Show each line of the records below that contains the string "toilet", treating uppercase and lowercase letters as distinct.

▶ **Records provided**
-=-=-=-=-
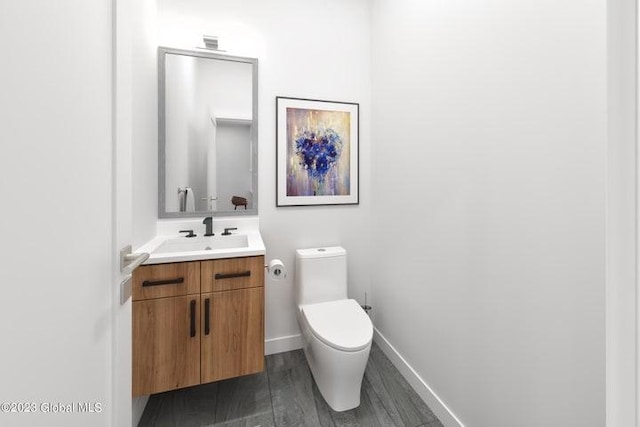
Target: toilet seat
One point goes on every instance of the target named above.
(341, 324)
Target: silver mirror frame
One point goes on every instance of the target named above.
(162, 52)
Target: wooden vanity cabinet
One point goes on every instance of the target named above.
(206, 327)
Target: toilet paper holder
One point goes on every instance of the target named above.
(276, 269)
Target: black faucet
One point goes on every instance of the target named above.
(227, 231)
(208, 222)
(189, 233)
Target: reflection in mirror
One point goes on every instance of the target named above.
(207, 134)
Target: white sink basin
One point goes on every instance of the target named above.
(164, 249)
(195, 244)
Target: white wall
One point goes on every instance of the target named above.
(233, 167)
(622, 197)
(145, 120)
(490, 133)
(55, 181)
(332, 63)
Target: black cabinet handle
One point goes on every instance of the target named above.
(220, 276)
(193, 318)
(163, 282)
(207, 326)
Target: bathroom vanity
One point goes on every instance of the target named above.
(198, 314)
(198, 302)
(196, 322)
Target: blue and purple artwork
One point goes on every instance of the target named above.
(318, 152)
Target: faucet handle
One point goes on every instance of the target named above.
(227, 231)
(208, 222)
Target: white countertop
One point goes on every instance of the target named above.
(177, 248)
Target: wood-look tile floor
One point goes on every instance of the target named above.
(285, 395)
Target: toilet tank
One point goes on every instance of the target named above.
(321, 275)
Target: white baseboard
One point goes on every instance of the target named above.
(438, 407)
(282, 344)
(138, 405)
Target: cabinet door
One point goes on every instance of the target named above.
(232, 334)
(166, 344)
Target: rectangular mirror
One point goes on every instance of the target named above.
(207, 134)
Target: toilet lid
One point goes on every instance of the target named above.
(342, 324)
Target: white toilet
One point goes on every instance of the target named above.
(336, 331)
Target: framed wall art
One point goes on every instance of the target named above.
(316, 152)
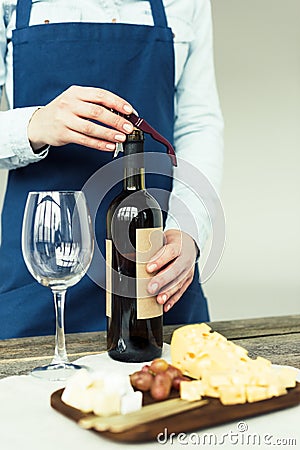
-=-=-=-=-
▶ **Problem solution**
Target: toilet seat
Target: toilet paper holder
Target: toilet tank
Target: toilet lid
Target: white toilet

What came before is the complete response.